## YOUR INSTRUCTIONS
Write out each record again exactly as it stands.

----- DATA EXCERPTS

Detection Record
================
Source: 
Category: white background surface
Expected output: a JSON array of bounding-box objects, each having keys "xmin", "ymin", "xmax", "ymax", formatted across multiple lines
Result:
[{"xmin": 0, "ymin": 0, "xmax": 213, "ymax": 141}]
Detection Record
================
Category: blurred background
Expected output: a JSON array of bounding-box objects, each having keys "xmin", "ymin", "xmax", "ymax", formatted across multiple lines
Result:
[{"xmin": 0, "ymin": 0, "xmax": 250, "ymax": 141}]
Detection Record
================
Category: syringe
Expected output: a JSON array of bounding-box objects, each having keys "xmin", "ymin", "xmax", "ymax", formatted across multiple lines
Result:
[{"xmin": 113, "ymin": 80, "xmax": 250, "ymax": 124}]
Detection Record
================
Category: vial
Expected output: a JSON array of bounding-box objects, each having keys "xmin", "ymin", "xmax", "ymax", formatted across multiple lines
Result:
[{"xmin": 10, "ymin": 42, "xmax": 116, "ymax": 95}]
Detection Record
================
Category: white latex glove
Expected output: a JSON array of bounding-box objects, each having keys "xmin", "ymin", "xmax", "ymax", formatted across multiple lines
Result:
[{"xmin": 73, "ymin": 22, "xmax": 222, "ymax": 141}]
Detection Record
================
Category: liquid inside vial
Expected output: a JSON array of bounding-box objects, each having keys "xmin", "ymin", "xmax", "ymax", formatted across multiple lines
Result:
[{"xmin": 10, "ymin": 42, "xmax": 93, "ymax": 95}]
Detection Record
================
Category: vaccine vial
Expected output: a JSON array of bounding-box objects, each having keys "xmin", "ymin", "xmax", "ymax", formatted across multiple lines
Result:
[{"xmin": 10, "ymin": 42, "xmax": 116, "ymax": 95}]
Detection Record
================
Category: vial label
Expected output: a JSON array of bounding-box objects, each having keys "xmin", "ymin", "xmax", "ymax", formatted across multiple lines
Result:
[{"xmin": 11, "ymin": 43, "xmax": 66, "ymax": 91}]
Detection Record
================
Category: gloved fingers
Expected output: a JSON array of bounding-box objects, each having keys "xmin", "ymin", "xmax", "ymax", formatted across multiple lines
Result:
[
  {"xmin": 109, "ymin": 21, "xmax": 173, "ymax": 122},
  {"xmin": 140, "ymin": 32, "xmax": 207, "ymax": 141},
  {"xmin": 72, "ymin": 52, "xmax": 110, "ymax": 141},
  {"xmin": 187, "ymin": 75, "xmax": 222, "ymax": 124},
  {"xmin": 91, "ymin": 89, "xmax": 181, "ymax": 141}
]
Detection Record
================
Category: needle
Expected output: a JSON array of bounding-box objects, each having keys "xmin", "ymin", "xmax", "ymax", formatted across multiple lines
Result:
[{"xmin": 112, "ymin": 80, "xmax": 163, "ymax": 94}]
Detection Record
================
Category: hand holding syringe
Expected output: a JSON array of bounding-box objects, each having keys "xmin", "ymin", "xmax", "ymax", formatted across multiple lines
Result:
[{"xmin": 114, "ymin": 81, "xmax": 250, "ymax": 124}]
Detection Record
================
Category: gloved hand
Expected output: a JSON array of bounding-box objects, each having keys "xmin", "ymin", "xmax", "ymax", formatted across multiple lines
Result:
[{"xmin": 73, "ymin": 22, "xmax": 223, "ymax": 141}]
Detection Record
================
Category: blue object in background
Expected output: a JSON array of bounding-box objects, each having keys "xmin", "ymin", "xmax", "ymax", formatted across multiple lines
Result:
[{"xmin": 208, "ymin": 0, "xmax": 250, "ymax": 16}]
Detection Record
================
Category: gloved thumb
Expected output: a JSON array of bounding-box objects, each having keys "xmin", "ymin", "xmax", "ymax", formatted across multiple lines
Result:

----------

## FULL OUTPUT
Detection Record
================
Source: 
Category: white background surface
Expected output: a JSON array of bounding-box objects, each having keys "xmin", "ymin", "xmax", "ymax", formatted across multiple lines
Result:
[{"xmin": 0, "ymin": 0, "xmax": 213, "ymax": 141}]
Detection Record
================
Category: blurred background
Expected output: a JSON array of bounding-box objects, each having keys "xmin", "ymin", "xmax", "ymax", formatted across multiple lines
Result:
[{"xmin": 0, "ymin": 0, "xmax": 250, "ymax": 141}]
Detection Record
================
Category: syringe
Expected output: a JSON array of bounding-box objects, each having keys "xmin", "ymin", "xmax", "ymax", formatted across multiple lines
Result:
[{"xmin": 113, "ymin": 80, "xmax": 250, "ymax": 124}]
Detection Record
================
Category: vial
Expected output: a JSON array of bounding-box objects, each having keys "xmin", "ymin", "xmax", "ymax", formatted across multiple lines
Result:
[{"xmin": 10, "ymin": 42, "xmax": 116, "ymax": 95}]
Detection Record
================
Category: white latex glove
Expected output: a JSON array of bounding-box objects, each having keys "xmin", "ymin", "xmax", "ymax", formatted across multiple lines
Result:
[{"xmin": 73, "ymin": 22, "xmax": 222, "ymax": 141}]
Detection Record
================
Category: liquid inside vial
Expected output: a JSON array of bounding-box objects, each having keys "xmin", "ymin", "xmax", "ymax", formatted across multiple lines
Result:
[{"xmin": 10, "ymin": 42, "xmax": 93, "ymax": 95}]
Detection Record
================
Category: vaccine vial
Expected output: a JSON array of bounding-box objects, each having keys "xmin", "ymin", "xmax", "ymax", formatted across multiple lines
Result:
[{"xmin": 10, "ymin": 42, "xmax": 116, "ymax": 95}]
Detection Record
================
Category: vial label
Expected output: a JSON array of bounding-box objects, each having keys "xmin", "ymin", "xmax", "ymax", formatted across multiple lines
Result:
[{"xmin": 11, "ymin": 43, "xmax": 66, "ymax": 91}]
Detection Record
================
Category: gloved fingers
Expected output: a JSON array of bounding-box objects, each having keys "xmin", "ymin", "xmax", "ymax", formatted across multiple lines
Result:
[
  {"xmin": 109, "ymin": 21, "xmax": 173, "ymax": 122},
  {"xmin": 140, "ymin": 32, "xmax": 207, "ymax": 141},
  {"xmin": 72, "ymin": 52, "xmax": 110, "ymax": 141},
  {"xmin": 187, "ymin": 75, "xmax": 222, "ymax": 124},
  {"xmin": 91, "ymin": 89, "xmax": 181, "ymax": 141}
]
Detection Record
================
Category: needle
Expected output: a JSON array of bounding-box objects, each having keys "xmin", "ymin", "xmax", "ymax", formatted across multiple lines
Result:
[{"xmin": 112, "ymin": 80, "xmax": 163, "ymax": 94}]
Detection Record
================
Category: hand holding syringe
Expected output: a JSON array of bounding-box objects, each having keys "xmin", "ymin", "xmax", "ymax", formatted across multiple lines
Result:
[{"xmin": 114, "ymin": 81, "xmax": 250, "ymax": 124}]
Detection Record
================
Category: gloved hand
Expected output: a JSON array of bounding-box objects, each having keys "xmin", "ymin", "xmax", "ymax", formatted across multiple lines
Result:
[{"xmin": 73, "ymin": 22, "xmax": 223, "ymax": 141}]
Detection Record
================
Category: blue object in background
Expected output: a JSON array of bounding-box objects, each having keys "xmin", "ymin", "xmax", "ymax", formatted across multiple lines
Result:
[{"xmin": 208, "ymin": 0, "xmax": 250, "ymax": 16}]
Detection Record
================
Category: gloved thumb
Expected output: a JSON array of bounding-box objects, each having keys "xmin", "ymin", "xmax", "ymax", formatted across multiple lines
Result:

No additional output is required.